• [Stored data entries]
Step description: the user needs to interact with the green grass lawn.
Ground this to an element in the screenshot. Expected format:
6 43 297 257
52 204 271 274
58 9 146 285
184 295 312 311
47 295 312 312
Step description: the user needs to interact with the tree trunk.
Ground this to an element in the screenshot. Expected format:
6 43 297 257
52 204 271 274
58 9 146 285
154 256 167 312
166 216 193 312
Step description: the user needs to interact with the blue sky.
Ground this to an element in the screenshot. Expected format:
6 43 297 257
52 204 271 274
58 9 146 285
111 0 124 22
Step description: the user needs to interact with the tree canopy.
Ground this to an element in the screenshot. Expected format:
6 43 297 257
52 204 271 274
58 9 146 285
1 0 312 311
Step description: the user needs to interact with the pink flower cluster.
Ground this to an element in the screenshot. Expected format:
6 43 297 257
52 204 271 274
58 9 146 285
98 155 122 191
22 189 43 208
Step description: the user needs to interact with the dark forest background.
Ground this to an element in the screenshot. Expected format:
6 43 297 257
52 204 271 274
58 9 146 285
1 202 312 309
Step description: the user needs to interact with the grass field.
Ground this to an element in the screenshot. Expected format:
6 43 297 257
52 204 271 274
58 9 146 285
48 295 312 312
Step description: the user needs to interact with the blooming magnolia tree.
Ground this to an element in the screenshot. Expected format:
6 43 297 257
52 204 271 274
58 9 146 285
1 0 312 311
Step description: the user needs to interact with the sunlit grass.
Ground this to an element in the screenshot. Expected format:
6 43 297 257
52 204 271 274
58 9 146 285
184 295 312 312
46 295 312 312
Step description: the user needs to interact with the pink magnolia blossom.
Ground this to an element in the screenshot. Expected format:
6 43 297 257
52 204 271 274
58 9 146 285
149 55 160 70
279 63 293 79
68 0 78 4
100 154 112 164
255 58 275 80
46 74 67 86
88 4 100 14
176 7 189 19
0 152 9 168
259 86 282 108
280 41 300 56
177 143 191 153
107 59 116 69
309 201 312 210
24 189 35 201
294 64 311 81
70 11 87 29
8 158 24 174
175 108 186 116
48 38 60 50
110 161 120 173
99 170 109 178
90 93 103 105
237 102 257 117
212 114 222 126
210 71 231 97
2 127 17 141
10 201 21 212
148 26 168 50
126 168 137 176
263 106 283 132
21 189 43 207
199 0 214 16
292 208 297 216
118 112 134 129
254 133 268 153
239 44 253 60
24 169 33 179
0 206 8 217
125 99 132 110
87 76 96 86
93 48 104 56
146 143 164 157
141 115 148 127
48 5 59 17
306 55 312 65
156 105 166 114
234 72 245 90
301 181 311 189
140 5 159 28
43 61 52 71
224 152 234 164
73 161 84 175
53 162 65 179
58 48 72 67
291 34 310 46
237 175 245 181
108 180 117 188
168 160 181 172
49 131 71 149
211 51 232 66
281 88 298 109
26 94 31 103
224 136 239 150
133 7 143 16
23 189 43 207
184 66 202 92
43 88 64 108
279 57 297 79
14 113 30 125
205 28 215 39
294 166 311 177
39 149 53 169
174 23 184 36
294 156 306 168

• [Exercise description] Check each line above for the string "tree" and copy the ones that have it.

• [Answer to this task]
Step description: the user needs to interact with the tree trunk.
Step description: the user needs to interact with the tree canopy.
Step description: the user needs to interact with the blooming magnolia tree.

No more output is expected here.